#### [REQUIREMENT 1]
Answer these from the article on turning nitrate wastewater into ammonia:
(a) In which journal were the research results published?
(b) Which fertilizer can the ammonia from the process later be used to produce?
(c) How many people does farming feed, according to the opening sentence?
#### [REQUIREMENT 2]
Write the next part of the article on turning nitrate wastewater into ammonia, continuing after its last sentence.

#### [PROVIDED TEXT]
☆ ☆ ☆

Fertilizer and water are essential ingredients to support the farming that feeds more than 7.7 billion people on the planet. But while fertilizer is beneficial for growing food, nitrogen-based compounds called nitrates from fertilizer-contaminated runoff and other industrial processes can also pollute already scarce clean water sources.
We can’t live without water or fertilizer, so something must be done.
Christopher Muhich, an assistant professor of chemical engineering in the Ira A. Fulton Schools of Engineering at Arizona State University, is working with a multi-institute research team to develop a new process that can efficiently turn nitrate-contaminated wastewater and polluted groundwater into valuable ammonia and drinkable water.
“The generation of a useful product from waste, or upcycling, solves two problems at once: removing a toxin and generating a useful product with a lower energy input,” Muhich says.
The ammonia generated from this process can later be used to produce ammonium chloride, an important fertilizer, while the decontaminated water can be released into the ecosystem or further purified for municipal uses.
The results of this research — conducted with ASU, Rice University, Pacific Northwestern National Laboratory, Argonne National Laboratory, Oak Ridge National Laboratory and Canadian Light Source researchers and facilities — were recently published in the journal Nature Nanotechnology.
The challenging nature and critical role of ammonia
Ammonia is a versatile compound used in many substances, from fertilizer to fuels.
“Without exaggeration, ammonia production is the technology that supports the human population, as it is the precursor to fertilizer production,” Muhich says. “Without it, we would be unable to feed the world.”

☆ ☆ ☆

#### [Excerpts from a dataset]
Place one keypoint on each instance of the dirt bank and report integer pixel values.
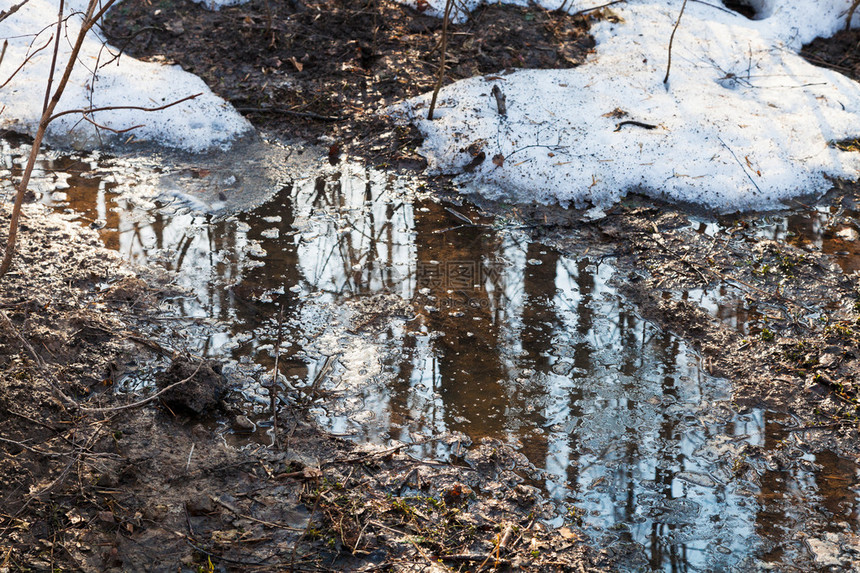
(92, 481)
(154, 487)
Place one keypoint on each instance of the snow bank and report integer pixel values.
(195, 125)
(744, 122)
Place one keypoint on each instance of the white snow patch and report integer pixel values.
(744, 123)
(194, 125)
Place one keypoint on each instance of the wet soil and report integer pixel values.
(136, 488)
(95, 482)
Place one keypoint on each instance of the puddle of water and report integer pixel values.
(418, 320)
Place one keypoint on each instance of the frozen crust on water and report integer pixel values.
(744, 123)
(204, 122)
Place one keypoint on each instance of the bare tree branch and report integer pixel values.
(87, 24)
(91, 110)
(6, 13)
(24, 63)
(54, 56)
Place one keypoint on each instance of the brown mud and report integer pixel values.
(95, 483)
(153, 487)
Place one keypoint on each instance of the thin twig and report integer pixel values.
(88, 22)
(91, 110)
(60, 11)
(449, 4)
(24, 63)
(6, 13)
(55, 384)
(593, 8)
(273, 391)
(672, 39)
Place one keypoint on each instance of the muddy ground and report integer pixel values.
(89, 485)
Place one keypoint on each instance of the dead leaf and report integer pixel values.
(568, 534)
(312, 473)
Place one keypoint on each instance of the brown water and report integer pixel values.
(419, 320)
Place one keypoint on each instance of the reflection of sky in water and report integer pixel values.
(439, 327)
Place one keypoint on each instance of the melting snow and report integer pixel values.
(195, 125)
(744, 122)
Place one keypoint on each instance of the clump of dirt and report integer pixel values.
(320, 70)
(194, 386)
(93, 481)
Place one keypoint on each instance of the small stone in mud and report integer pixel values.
(201, 393)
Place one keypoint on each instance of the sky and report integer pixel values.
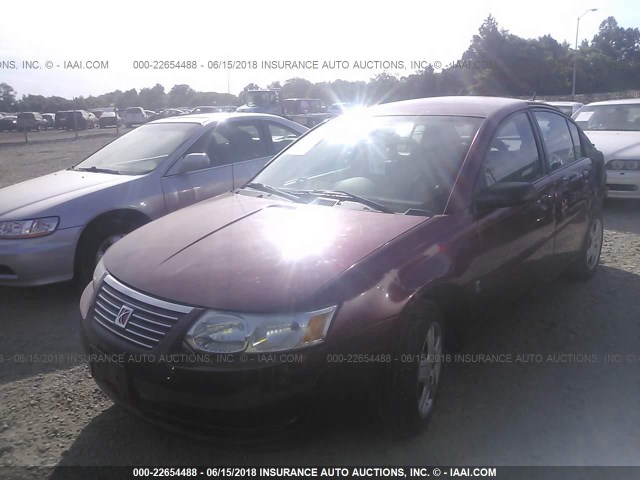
(208, 32)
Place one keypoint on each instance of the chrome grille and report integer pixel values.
(150, 320)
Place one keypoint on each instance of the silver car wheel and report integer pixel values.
(429, 369)
(106, 244)
(595, 243)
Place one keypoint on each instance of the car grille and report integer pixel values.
(149, 321)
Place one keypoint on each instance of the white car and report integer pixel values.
(134, 116)
(613, 126)
(568, 108)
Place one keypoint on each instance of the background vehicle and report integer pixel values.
(568, 108)
(134, 116)
(61, 119)
(50, 118)
(340, 108)
(109, 119)
(306, 111)
(205, 109)
(374, 237)
(8, 123)
(148, 172)
(80, 119)
(169, 112)
(227, 108)
(30, 121)
(261, 101)
(614, 127)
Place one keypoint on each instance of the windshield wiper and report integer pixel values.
(97, 170)
(341, 195)
(273, 191)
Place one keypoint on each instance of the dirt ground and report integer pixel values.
(576, 406)
(20, 162)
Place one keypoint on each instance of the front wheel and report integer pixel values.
(95, 243)
(585, 266)
(409, 386)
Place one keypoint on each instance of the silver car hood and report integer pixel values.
(616, 144)
(23, 200)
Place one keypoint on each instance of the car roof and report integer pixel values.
(565, 104)
(206, 118)
(472, 106)
(616, 102)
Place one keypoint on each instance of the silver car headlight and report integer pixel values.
(221, 332)
(98, 274)
(37, 227)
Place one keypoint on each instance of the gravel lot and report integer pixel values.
(558, 411)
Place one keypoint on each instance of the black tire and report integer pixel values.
(94, 240)
(586, 265)
(400, 391)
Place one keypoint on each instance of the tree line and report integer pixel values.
(495, 63)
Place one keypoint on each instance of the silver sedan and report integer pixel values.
(58, 226)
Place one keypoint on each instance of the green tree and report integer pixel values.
(7, 97)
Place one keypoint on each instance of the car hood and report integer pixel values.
(243, 253)
(616, 144)
(24, 199)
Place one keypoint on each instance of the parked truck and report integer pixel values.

☆ ☆ ☆

#### [RESULT 1]
(a) Nature Nanotechnology
(b) Ammonium chloride
(c) More than 7.7 billion

#### [RESULT 2]
However, current production methods used to meet the global demand of 150 million tons of ammonia per year require extensive infrastructure, use a high amount of energy and have a large carbon footprint.
Ammonia is made of one nitrogen atom and three hydrogen atoms, denoted by the chemical formula NH3. Using conventional processes, ammonia is a difficult chemical to produce because it requires converting nitrogen gas, a very stable molecule, into a high-energy ammonia molecule.
“Doing this requires high temperature, high pressure and currently the burning of methane to make hydrogen gas, or H2,” Muhich says. “Electrochemical routes are attractive because the hydrogen (atoms) can come from water,” lowering the carbon footprint of ammonia production.
An innovative approach to an old process
The electrochemical process, which involves passing an electrical current through a reaction cell to drive, or catalyze, chemical reactions, has been studied for the past 10 years as a more sustainable way to produce ammonia.
However, scientists haven’t been able to use electrochemical methods to create ammonia at the production rates and quality necessary to be useful, especially from industrial wastewater sources, which have relatively low nitrate concentrations.
In addition, generating ammonia from nitrate-contaminated water is difficult for many reasons. The reaction between nitrogen, oxygen and hydrogen in the contaminated water can lead to undesired effects, such as a side reaction to produce hydrogen gas, which wastes the energy needed to fuel the electrochemical process’s chemical reaction, or the creation of other compounds that are even more toxic than nitrates.
To selectively achieve efficient ammonia production through an electrochemical process, Muhich and the research team developed a new catalyst using an innovative approach: dispersing ruthenium atoms into a copper nanowire matrix, which the team calls Ru-CuNW. This single-atom approach of integrating ruthenium into the matrix has not been explored by other research teams before.
A power couple that gets results
Ruthenium and copper create a powerful combination for electrochemical reactions. Ruthenium improves performance to 99% nitrate ion conversion into ammonia while copper suppresses the “parasitic side reactions” that generate hydrogen gas instead of ammonia.
The finding that hydrogen gas production is suppressed with the ruthenium-dispersed copper nanowire catalyst is the team’s most important development, Muhich says.
“This is one of the key reasons electrochemical nitrate reduction has failed, because you don’t want to use expensive electrons for a side reaction,” he says.
This process also shrinks the infrastructure, energy and carbon footprint of the ammonia production because it works in ambient temperature and pressure.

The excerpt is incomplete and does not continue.